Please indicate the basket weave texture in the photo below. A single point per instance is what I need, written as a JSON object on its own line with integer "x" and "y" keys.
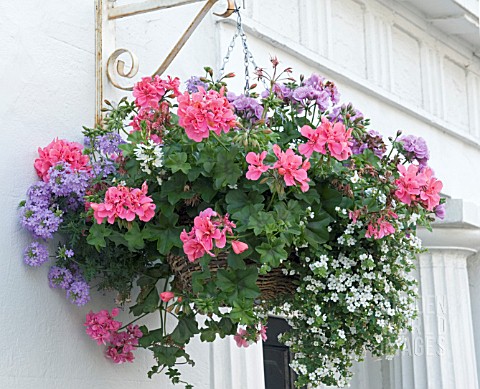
{"x": 272, "y": 285}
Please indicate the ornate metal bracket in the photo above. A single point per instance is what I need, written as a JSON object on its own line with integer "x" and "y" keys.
{"x": 109, "y": 67}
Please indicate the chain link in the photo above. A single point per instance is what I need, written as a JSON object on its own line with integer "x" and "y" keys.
{"x": 247, "y": 55}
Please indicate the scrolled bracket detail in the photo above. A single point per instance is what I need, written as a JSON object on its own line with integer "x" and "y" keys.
{"x": 116, "y": 68}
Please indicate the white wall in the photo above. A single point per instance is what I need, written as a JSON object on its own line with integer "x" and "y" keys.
{"x": 394, "y": 66}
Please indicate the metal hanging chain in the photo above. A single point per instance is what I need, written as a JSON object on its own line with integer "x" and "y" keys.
{"x": 247, "y": 55}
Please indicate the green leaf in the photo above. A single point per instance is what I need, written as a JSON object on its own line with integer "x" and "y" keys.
{"x": 134, "y": 238}
{"x": 204, "y": 187}
{"x": 168, "y": 238}
{"x": 165, "y": 355}
{"x": 173, "y": 188}
{"x": 178, "y": 161}
{"x": 226, "y": 171}
{"x": 241, "y": 206}
{"x": 272, "y": 254}
{"x": 97, "y": 235}
{"x": 235, "y": 261}
{"x": 186, "y": 328}
{"x": 238, "y": 284}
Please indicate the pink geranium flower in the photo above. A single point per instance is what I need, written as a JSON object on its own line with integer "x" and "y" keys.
{"x": 124, "y": 203}
{"x": 191, "y": 246}
{"x": 409, "y": 183}
{"x": 166, "y": 296}
{"x": 290, "y": 166}
{"x": 101, "y": 325}
{"x": 239, "y": 247}
{"x": 256, "y": 166}
{"x": 60, "y": 150}
{"x": 202, "y": 112}
{"x": 150, "y": 90}
{"x": 379, "y": 229}
{"x": 332, "y": 136}
{"x": 430, "y": 192}
{"x": 209, "y": 230}
{"x": 123, "y": 343}
{"x": 240, "y": 338}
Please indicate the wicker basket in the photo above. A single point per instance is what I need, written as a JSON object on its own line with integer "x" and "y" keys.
{"x": 272, "y": 285}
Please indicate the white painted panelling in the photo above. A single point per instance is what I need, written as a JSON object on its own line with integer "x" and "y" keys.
{"x": 407, "y": 70}
{"x": 315, "y": 26}
{"x": 273, "y": 15}
{"x": 455, "y": 93}
{"x": 348, "y": 35}
{"x": 474, "y": 283}
{"x": 378, "y": 48}
{"x": 47, "y": 78}
{"x": 473, "y": 86}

━━━━━━━━━━

• [Objective] Except for the pictures, copy the material above exactly.

• [Answer]
Please indicate the basket weave texture in the photo below. A single point per instance is what I need, written as a JSON object on its own line with integer "x" and "y" keys.
{"x": 272, "y": 285}
Please indicate the ornate metal bracket in the photo above. A single point per instance is what I need, written as a JSON object on its own line with integer "x" and "y" keys.
{"x": 109, "y": 67}
Please indicate the chain link in the photo above. A single point per instance is what I need, written as a JSON object on its own line with integer "x" and "y" keys.
{"x": 247, "y": 55}
Please indicate the scrolled bracket detail in the photo above. A single point per instance is what I need, written as a JSON object on its own line with integer "x" and "y" keys.
{"x": 116, "y": 68}
Please indicate the white wall in the photo above. A single point per instance is what I need, written as a JSON object on its own line with integer "x" and "y" keys.
{"x": 394, "y": 66}
Please indicate the metal hanging chain in the photo above. A single point per instance is what I need, written as a JSON object on its own line with integer "x" and "y" keys.
{"x": 247, "y": 55}
Please indicate the green leaf in the photo above. A single point per instance is what I need, written as a JSON object on its own line with integer "x" and "y" keys.
{"x": 134, "y": 238}
{"x": 204, "y": 187}
{"x": 168, "y": 238}
{"x": 165, "y": 355}
{"x": 173, "y": 188}
{"x": 178, "y": 161}
{"x": 226, "y": 171}
{"x": 241, "y": 206}
{"x": 272, "y": 254}
{"x": 97, "y": 235}
{"x": 235, "y": 261}
{"x": 186, "y": 328}
{"x": 238, "y": 284}
Please indicate the pink geranium flower in the photo above. A single point per instance is what I need, written as a JSON object on its own line with integer "x" and "y" keys.
{"x": 124, "y": 203}
{"x": 191, "y": 246}
{"x": 409, "y": 183}
{"x": 166, "y": 296}
{"x": 290, "y": 166}
{"x": 101, "y": 325}
{"x": 239, "y": 247}
{"x": 256, "y": 166}
{"x": 60, "y": 150}
{"x": 202, "y": 112}
{"x": 150, "y": 90}
{"x": 379, "y": 229}
{"x": 332, "y": 136}
{"x": 430, "y": 192}
{"x": 209, "y": 230}
{"x": 123, "y": 343}
{"x": 240, "y": 338}
Please indicate the wicker basket in the photo above. A single point per instance is what I need, written as a JSON object on its own line with integer "x" and "y" keys.
{"x": 272, "y": 285}
Please indicate the white painted panelling in the photo above. A single point per instance is what I need, written as a JSON object on its own line with integer "x" and "y" keys.
{"x": 407, "y": 70}
{"x": 315, "y": 26}
{"x": 273, "y": 15}
{"x": 455, "y": 93}
{"x": 348, "y": 35}
{"x": 474, "y": 283}
{"x": 378, "y": 48}
{"x": 47, "y": 78}
{"x": 473, "y": 86}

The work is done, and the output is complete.